◆ Fuente:
▬▬▬▬▬▬

Silvio Rodríguez publicó ayer en su blog una
nota titulada “El sucesor de Chávez”, cuyo autor, Santiago Alba Rico, se ubica
entre los renombrados sabelotodos que se dedican a cubrir el flanco izquierdo
de la ofensiva imperial en curso, lanzada para recuperar los recursos
energéticos perdidos a manos de los movimientos revolucionarios, nacionalistas
y socialistas árabes surgidos en la segunda mitad del siglo pasado. Ofensiva
que se aceleró de manera fulminante a partir de 1998, cuando por obra de un
pueblo en las urnas, el sistema de gobiernos neoliberales organizado para
completar el saqueo de Latinoamérica se quiebra justo en el país dotado con las
mayores reservas petrolíferas del mundo, Venezuela.
Lo sospechosamente llamativo de una nota con
semejante título y saturada de metáforas es que allí brille por su ausencia una palabra clave. Veamos si no:
Ningún ser humano vivió ese proceso geológico
lentísimo de bullicio marino, emergencia de la tierra desde el fondo de las
aguas, división y formación de los continentes, erupción de volcanes y
solidificación de las montañas, que transformó poco a poco el planeta tierra en
un lugar apto para la vida. Pero no es verdad. Todos hemos asistido en la
última década a una especie de aceleración geológica inesperada; todos hemos
visto surgir una montaña, retroceder las olas, formarse un continente. Nadie
podía prever que ocurriese en Venezuela ni que el activador de esta danza
terrestre fuese ese joven y oscuro oficial que en 1992 se quebró el costado en
una fracasada aventura quijotesca. Pero lo cierto es que si algo deben admitir
incluso sus enemigos -que por eso lo combatieron sañudamente- es que Hugo
Chávez y el pueblo venezolano han cambiado en veinte años el destino geológico
de América Latina y la inercia de derrota de la izquierda mundial. Cuando la
“pedagogía del terror” aplicada en el subcontinente americano durante la Guerra
Fría parecía haber logrado sus objetivos, de manera que se podía permitir votar
a los latinoamericanos con la seguridad de que iban a elegir al “candidato
correcto”, la revolución democrática de 1998 en Venezuela volteó todas las relaciones
de fuerza, contaminando su coraje -contagiando su salud- a toda la región. Hugo
Chávez fue la victoria colectiva sobre un miedo de décadas, y hasta de siglos,
como los bosques fueron una victoria sobre el frío mesozoico y el Himalaya una
victoria sobre el diluvio de Tetis.

▬▬▬▬▬▬

◆ Sección de datos:
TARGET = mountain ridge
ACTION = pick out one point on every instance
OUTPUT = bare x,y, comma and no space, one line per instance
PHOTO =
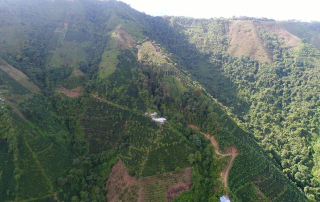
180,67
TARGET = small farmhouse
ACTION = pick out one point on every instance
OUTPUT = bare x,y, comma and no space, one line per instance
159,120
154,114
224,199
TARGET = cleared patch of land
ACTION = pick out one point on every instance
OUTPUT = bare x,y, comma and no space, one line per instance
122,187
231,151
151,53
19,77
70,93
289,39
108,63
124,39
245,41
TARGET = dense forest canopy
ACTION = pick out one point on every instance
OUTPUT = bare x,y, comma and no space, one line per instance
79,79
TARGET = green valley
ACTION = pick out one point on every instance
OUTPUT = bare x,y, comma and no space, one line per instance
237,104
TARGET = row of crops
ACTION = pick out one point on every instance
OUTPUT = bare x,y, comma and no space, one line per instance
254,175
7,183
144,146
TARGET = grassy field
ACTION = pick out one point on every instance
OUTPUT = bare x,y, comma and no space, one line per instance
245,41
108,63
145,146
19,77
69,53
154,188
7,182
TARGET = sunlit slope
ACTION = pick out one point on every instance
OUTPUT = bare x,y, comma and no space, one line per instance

▬▬▬▬▬▬

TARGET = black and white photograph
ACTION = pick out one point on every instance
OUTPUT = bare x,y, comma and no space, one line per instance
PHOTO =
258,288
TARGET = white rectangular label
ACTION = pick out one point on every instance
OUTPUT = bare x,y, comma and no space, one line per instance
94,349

▬▬▬▬▬▬

◆ Tareas del ejercicio:
A - Repite el trozo del texto sobre Chávez que empieza con "Silvio Rodríguez publicó" y sigue hasta "del mundo, Venezuela.".
B - Haz una lista de todo lo que, según el texto sobre Chávez, formó parte de aquel proceso geológico lentísimo que ningún ser humano vivió.
C - Di si cada frase coincide o no con el texto sobre Chávez, y copia las palabras del texto que lo deciden:
(i) Santiago Alba Rico es el autor de la nota "El sucesor de Chávez".
(ii) Silvio Rodríguez publicó la nota en su blog hace una semana.
(iii) En 1992 el joven oficial tuvo éxito en su aventura.
Las filas no hacen falta para resolver nada de esto.

◆ Soluciones por tarea:
A -
Silvio Rodríguez publicó ayer en su blog una
nota titulada “El sucesor de Chávez”, cuyo autor, Santiago Alba Rico, se ubica
entre los renombrados sabelotodos que se dedican a cubrir el flanco izquierdo
de la ofensiva imperial en curso, lanzada para recuperar los recursos
energéticos perdidos a manos de los movimientos revolucionarios, nacionalistas
y socialistas árabes surgidos en la segunda mitad del siglo pasado. Ofensiva
que se aceleró de manera fulminante a partir de 1998, cuando por obra de un
pueblo en las urnas, el sistema de gobiernos neoliberales organizado para
completar el saqueo de Latinoamérica se quiebra justo en el país dotado con las
mayores reservas petrolíferas del mundo, Venezuela.

B -
- bullicio marino
- emergencia de la tierra desde el fondo de las aguas
- división y formación de los continentes
- erupción de volcanes
- solidificación de las montañas

C -
(i) Sí: "cuyo autor, Santiago Alba Rico"
(ii) No: "publicó ayer en su blog"
(iii) No: "en 1992 se quebró el costado en una fracasada aventura quijotesca"